Supplied data >>

····················

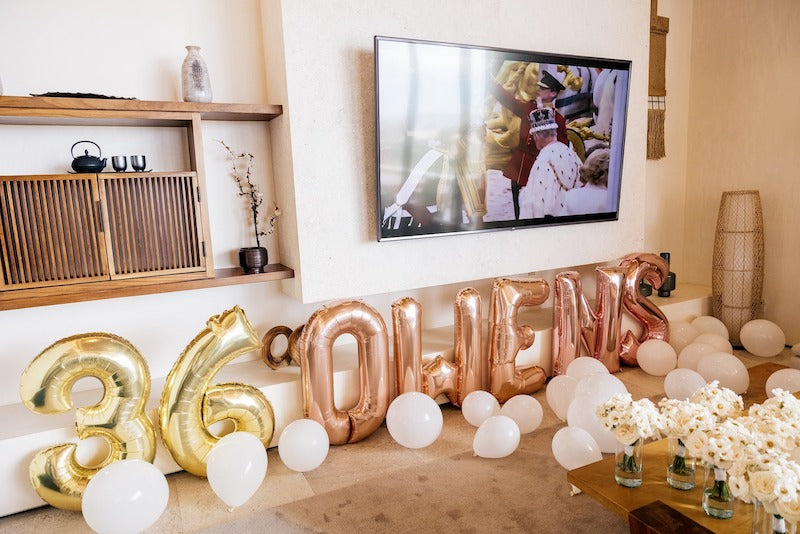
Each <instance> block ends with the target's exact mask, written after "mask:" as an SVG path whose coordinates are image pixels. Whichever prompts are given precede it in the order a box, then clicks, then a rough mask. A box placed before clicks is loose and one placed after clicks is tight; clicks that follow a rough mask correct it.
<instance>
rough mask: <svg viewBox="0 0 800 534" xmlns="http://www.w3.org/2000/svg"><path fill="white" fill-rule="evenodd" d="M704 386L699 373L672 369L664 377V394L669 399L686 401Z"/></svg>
mask: <svg viewBox="0 0 800 534" xmlns="http://www.w3.org/2000/svg"><path fill="white" fill-rule="evenodd" d="M684 350H686V349H684ZM705 385H706V380H705V378H703V376H702V375H701V374H700V373H698V372H697V371H695V370H693V369H686V368H683V367H678V368H677V369H673V370H672V371H670V372H669V373H667V376H666V377H664V393H666V394H667V397H669V398H670V399H680V400H687V399H688V398H689V397H691V396H692V393H694V392H695V391H697V390H698V389H700V388H701V387H703V386H705Z"/></svg>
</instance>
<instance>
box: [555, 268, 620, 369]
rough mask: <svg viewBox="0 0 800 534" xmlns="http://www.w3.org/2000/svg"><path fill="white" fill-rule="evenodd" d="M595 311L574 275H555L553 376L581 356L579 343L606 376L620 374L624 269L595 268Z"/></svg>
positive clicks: (577, 280) (580, 282)
mask: <svg viewBox="0 0 800 534" xmlns="http://www.w3.org/2000/svg"><path fill="white" fill-rule="evenodd" d="M595 272H596V273H597V287H596V295H597V298H596V300H597V302H596V304H597V311H594V310H592V307H591V305H590V304H589V301H588V300H587V299H586V297H585V296H584V294H583V290H582V288H581V280H580V275H579V274H578V273H577V272H576V271H565V272H563V273H558V274H557V275H556V280H555V302H554V305H553V374H554V375H559V374H563V373H564V372H565V371H566V369H567V366H568V365H569V364H570V362H572V360H574V359H575V358H577V357H579V356H580V351H581V342H583V344H584V345H585V346H586V348H587V350H588V352H589V354H590V355H591V356H592V357H594V358H597V359H598V360H600V361H601V362H603V364H604V365H605V366H606V368H608V370H609V372H611V373H616V372H617V371H619V344H620V327H621V325H622V296H623V288H624V283H625V274H626V272H627V271H626V269H625V268H623V267H597V268H596V269H595Z"/></svg>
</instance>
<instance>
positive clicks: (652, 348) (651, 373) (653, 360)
mask: <svg viewBox="0 0 800 534" xmlns="http://www.w3.org/2000/svg"><path fill="white" fill-rule="evenodd" d="M636 359H637V360H638V362H639V367H641V368H642V371H644V372H645V373H647V374H649V375H654V376H665V375H666V374H667V373H669V372H670V371H672V370H673V369H675V365H676V364H677V363H678V356H676V355H675V349H674V348H672V345H670V344H669V343H667V342H666V341H663V340H661V339H648V340H647V341H645V342H644V343H642V344H641V346H639V351H638V352H637V353H636Z"/></svg>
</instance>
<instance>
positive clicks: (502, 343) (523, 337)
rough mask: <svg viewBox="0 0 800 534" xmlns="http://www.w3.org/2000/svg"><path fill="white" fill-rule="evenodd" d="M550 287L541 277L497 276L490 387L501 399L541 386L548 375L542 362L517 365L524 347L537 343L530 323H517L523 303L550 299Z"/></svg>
mask: <svg viewBox="0 0 800 534" xmlns="http://www.w3.org/2000/svg"><path fill="white" fill-rule="evenodd" d="M549 293H550V287H549V286H548V285H547V282H545V281H544V280H542V279H540V278H535V279H530V280H509V279H507V278H501V279H499V280H495V282H494V286H493V287H492V302H491V305H490V307H489V343H490V345H489V390H490V391H491V393H492V395H494V396H495V397H496V398H497V400H498V401H500V402H505V401H507V400H508V399H510V398H511V397H513V396H514V395H521V394H526V393H532V392H534V391H536V390H538V389H540V388H541V387H542V386H543V385H544V382H545V380H546V379H547V375H546V374H545V372H544V369H542V368H541V367H538V366H532V367H528V368H526V369H517V366H516V364H515V361H514V360H515V359H516V358H517V353H518V352H519V351H520V350H523V349H527V348H528V347H530V346H531V345H533V339H534V333H533V329H532V328H531V327H530V326H519V325H518V324H517V313H518V312H519V309H520V308H521V307H522V306H536V305H539V304H541V303H543V302H544V301H546V300H547V296H548V295H549Z"/></svg>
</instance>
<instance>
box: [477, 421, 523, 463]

····················

Your assignment >> Down to the final line, restate the material above word for word, but omit its pictures.

Your response >>
Each <instance> block ends with the target's exact mask, written after "mask:" as an SVG path whose coordinates are image pixels. Whichever prompts are given precede it in the order a box, then clicks, then a rough mask. A box placed before clicks is loose and one placed after clicks is tight; clicks that follow a rough mask correct it.
<instance>
rough mask: <svg viewBox="0 0 800 534" xmlns="http://www.w3.org/2000/svg"><path fill="white" fill-rule="evenodd" d="M704 386L699 373L672 369L664 377V394L669 399L686 401Z"/></svg>
mask: <svg viewBox="0 0 800 534" xmlns="http://www.w3.org/2000/svg"><path fill="white" fill-rule="evenodd" d="M684 350H686V349H684ZM705 385H706V380H705V378H703V376H702V375H701V374H700V373H698V372H697V371H695V370H693V369H686V368H683V367H678V368H677V369H673V370H672V371H670V372H669V373H667V376H666V377H664V393H666V394H667V397H669V398H670V399H680V400H687V399H688V398H689V397H691V396H692V393H694V392H695V391H697V390H698V389H700V388H701V387H703V386H705Z"/></svg>
</instance>
<instance>
box: [555, 268, 620, 369]
rough mask: <svg viewBox="0 0 800 534" xmlns="http://www.w3.org/2000/svg"><path fill="white" fill-rule="evenodd" d="M595 311L574 275H555L553 376L581 356L579 343L606 376L620 374L624 269L595 268Z"/></svg>
positive clicks: (577, 280) (580, 282)
mask: <svg viewBox="0 0 800 534" xmlns="http://www.w3.org/2000/svg"><path fill="white" fill-rule="evenodd" d="M595 272H596V273H597V287H596V295H597V298H596V300H597V302H596V304H597V311H594V310H592V307H591V305H590V304H589V301H588V300H587V299H586V297H585V296H584V294H583V290H582V288H581V280H580V275H579V274H578V273H577V272H576V271H565V272H563V273H558V274H557V275H556V280H555V302H554V305H553V374H554V375H559V374H563V373H564V372H565V371H566V369H567V366H568V365H569V364H570V362H572V360H574V359H575V358H577V357H579V356H580V351H581V342H583V344H584V345H585V346H586V348H587V350H588V352H589V354H590V355H591V356H592V357H594V358H597V359H598V360H600V361H601V362H603V364H604V365H605V366H606V368H608V370H609V372H611V373H616V372H617V371H619V344H620V327H621V325H622V296H623V288H624V283H625V274H626V272H627V271H626V269H625V268H623V267H597V268H596V269H595Z"/></svg>
</instance>
<instance>
positive clicks: (652, 348) (651, 373) (653, 360)
mask: <svg viewBox="0 0 800 534" xmlns="http://www.w3.org/2000/svg"><path fill="white" fill-rule="evenodd" d="M636 359H637V360H638V362H639V367H641V368H642V371H644V372H645V373H647V374H649V375H654V376H665V375H666V374H667V373H669V372H670V371H672V370H673V369H675V365H676V364H677V363H678V356H676V355H675V349H674V348H672V345H670V344H669V343H667V342H666V341H663V340H661V339H648V340H647V341H645V342H644V343H642V344H641V346H639V351H638V352H637V353H636Z"/></svg>
</instance>
<instance>
positive clicks: (502, 343) (523, 337)
rough mask: <svg viewBox="0 0 800 534" xmlns="http://www.w3.org/2000/svg"><path fill="white" fill-rule="evenodd" d="M550 287L541 277L497 276L490 387L501 399L541 386L548 375L542 362L517 365L524 347L537 343L530 323H517L523 303L550 299Z"/></svg>
mask: <svg viewBox="0 0 800 534" xmlns="http://www.w3.org/2000/svg"><path fill="white" fill-rule="evenodd" d="M549 293H550V287H549V286H548V285H547V282H545V281H544V280H542V279H540V278H535V279H530V280H509V279H507V278H501V279H499V280H495V282H494V286H493V287H492V302H491V305H490V307H489V343H490V345H489V390H490V391H491V393H492V395H494V396H495V397H496V398H497V400H498V401H500V402H505V401H507V400H508V399H510V398H511V397H513V396H514V395H521V394H526V393H532V392H534V391H536V390H538V389H540V388H541V387H542V386H543V385H544V382H545V380H546V379H547V375H546V374H545V372H544V369H542V368H541V367H538V366H532V367H528V368H526V369H517V366H516V364H515V361H514V360H515V359H516V358H517V353H518V352H519V351H520V350H523V349H527V348H528V347H530V346H531V345H533V339H534V333H533V329H532V328H531V327H530V326H519V325H518V324H517V313H518V312H519V309H520V308H521V307H522V306H536V305H539V304H541V303H543V302H544V301H546V300H547V296H548V295H549Z"/></svg>
</instance>
<instance>
box: [477, 421, 523, 463]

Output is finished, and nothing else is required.